SHORT TASK => Could you put every line of the records below into a Markdown table with two columns, No. for the row number and Text for the line itself, and leave out any blank lines?

DATA FOR THE TASK =>
■ ■ ■ ■
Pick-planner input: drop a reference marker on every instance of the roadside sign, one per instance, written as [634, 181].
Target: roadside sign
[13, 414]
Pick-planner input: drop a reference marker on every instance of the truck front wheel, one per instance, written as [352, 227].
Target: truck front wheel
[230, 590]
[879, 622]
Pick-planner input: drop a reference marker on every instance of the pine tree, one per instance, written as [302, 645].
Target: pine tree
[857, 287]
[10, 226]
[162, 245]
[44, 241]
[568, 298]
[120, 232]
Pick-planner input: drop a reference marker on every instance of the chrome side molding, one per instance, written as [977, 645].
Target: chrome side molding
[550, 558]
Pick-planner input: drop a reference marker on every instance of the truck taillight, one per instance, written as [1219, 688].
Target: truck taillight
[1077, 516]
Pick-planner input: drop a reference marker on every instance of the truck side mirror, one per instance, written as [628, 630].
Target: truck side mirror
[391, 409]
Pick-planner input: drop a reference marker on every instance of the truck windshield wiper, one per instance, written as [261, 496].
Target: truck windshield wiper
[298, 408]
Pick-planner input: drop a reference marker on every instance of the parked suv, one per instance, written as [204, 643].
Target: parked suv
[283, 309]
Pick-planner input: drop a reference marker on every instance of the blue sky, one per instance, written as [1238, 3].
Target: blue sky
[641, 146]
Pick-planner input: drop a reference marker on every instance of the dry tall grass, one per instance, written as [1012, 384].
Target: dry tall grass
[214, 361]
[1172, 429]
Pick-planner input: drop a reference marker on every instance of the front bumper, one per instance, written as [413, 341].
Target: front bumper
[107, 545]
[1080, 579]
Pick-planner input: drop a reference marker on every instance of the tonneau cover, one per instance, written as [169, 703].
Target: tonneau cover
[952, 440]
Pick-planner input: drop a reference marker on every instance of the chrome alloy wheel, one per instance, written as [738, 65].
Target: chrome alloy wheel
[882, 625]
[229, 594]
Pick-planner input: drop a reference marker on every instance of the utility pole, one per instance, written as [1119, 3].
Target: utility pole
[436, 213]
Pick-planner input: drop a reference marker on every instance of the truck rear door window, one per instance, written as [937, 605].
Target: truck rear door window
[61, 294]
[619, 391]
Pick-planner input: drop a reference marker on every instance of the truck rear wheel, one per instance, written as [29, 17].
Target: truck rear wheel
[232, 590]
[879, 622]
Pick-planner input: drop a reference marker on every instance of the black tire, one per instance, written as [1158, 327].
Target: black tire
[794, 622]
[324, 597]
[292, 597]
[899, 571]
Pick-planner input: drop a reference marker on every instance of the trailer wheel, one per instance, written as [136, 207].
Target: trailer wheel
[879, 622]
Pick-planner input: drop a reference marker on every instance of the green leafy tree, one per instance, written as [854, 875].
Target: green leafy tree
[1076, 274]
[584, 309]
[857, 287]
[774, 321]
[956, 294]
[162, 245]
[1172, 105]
■ ■ ■ ■
WORKED SOLUTION =>
| No. | Text |
|---|---|
| 1 | Pick-planner input: drop a reference marker on every instance of the roadside sign, one per instance, written as [634, 181]. |
| 2 | Target: roadside sign |
| 3 | [13, 414] |
| 4 | Pick-planner input: drop a reference marker on every instance of the truck front wheel, one per instance, written as [352, 227]. |
| 5 | Target: truck front wheel |
| 6 | [230, 590] |
| 7 | [879, 622] |
| 8 | Pick-planner input: drop a reference marker on every instance of the pine tree, one per instance, written as [302, 645]. |
| 9 | Target: pine tree |
| 10 | [857, 287] |
| 11 | [10, 226] |
| 12 | [162, 245] |
| 13 | [44, 241] |
| 14 | [568, 298] |
| 15 | [120, 232] |
| 16 | Pick-planner input: drop a reference marker on every instance of the chrome side molding, one per instance, written as [977, 645]. |
| 17 | Target: chrome side molding |
| 18 | [550, 558] |
| 19 | Pick-planner input: drop a reference marker on every instance of the truck taillight, one per instance, written as [1219, 688]. |
| 20 | Target: truck taillight |
| 21 | [1077, 516] |
| 22 | Pick-planner input: drop a reference marker on every instance of the truck side mirror, one per instance, written as [628, 630]. |
| 23 | Target: truck side mirror |
| 24 | [391, 409] |
| 25 | Pick-planner input: drop a reference marker on every instance of the truck windshield wiper, one per instance, written as [261, 496]. |
| 26 | Target: truck windshield wiper |
| 27 | [298, 408] |
| 28 | Pick-planner input: drop a reference marker on every instance of the parked suv, one per instance, written as [204, 643]. |
| 29 | Target: parked suv |
| 30 | [283, 309] |
| 31 | Pick-planner input: drop a reference marker on every instance of the blue sky, one per instance, written as [1238, 3]. |
| 32 | Target: blue sky |
| 33 | [641, 146] |
| 34 | Pick-planner input: drop a reference marker on every instance of the dry tall grass, one per instance, written as [1012, 384]. |
| 35 | Target: dry tall grass |
| 36 | [214, 361] |
| 37 | [1172, 429] |
| 38 | Pick-planner input: drop a reference marker on every instance of the front bumper, one per instance, written as [413, 341]. |
| 39 | Target: front bumper |
| 40 | [107, 545] |
| 41 | [1080, 579] |
| 42 | Pick-planner input: drop a reference marker on every instance of the tonneau cover, one per instance, written as [169, 703]. |
| 43 | Target: tonneau cover |
| 44 | [952, 440] |
| 45 | Pick-planner input: drop a reference marker on every instance of the chrome alloy wheel, one per instance, written as [738, 65]. |
| 46 | Target: chrome alloy wheel |
| 47 | [882, 625] |
| 48 | [229, 594] |
| 49 | Pick-planner input: drop a reference marker on every instance of the utility pole, one per instance, written as [1119, 3]. |
| 50 | Target: utility pole |
| 51 | [436, 213] |
| 52 | Pick-planner input: drop a reference marker on every instance of the truck rear door window, one per instance, written as [937, 605]. |
| 53 | Target: truck rear door window |
| 54 | [61, 294] |
| 55 | [619, 391] |
| 56 | Pick-planner input: drop a reference marker on every instance of the truck rear wheel, one per instance, written as [29, 17]. |
| 57 | Target: truck rear wheel |
| 58 | [232, 590] |
| 59 | [879, 622] |
| 60 | Pick-planner input: drop a reference marker on every instance of the black tire, one per instance, written as [1158, 327]. |
| 61 | Target: black tire |
| 62 | [794, 622] |
| 63 | [324, 597] |
| 64 | [292, 597] |
| 65 | [899, 571] |
| 66 | Pick-planner input: drop a reference marker on every instance of the trailer wheel, one per instance, written as [136, 207]. |
| 67 | Target: trailer wheel |
| 68 | [879, 622] |
| 69 | Pick-planner input: drop a reference marker on every instance of the green leafy tree, one per instance, written as [854, 875]. |
| 70 | Target: green leafy tree |
| 71 | [1076, 274] |
| 72 | [584, 309] |
| 73 | [857, 287] |
| 74 | [774, 321] |
| 75 | [956, 294] |
| 76 | [162, 245] |
| 77 | [1172, 105] |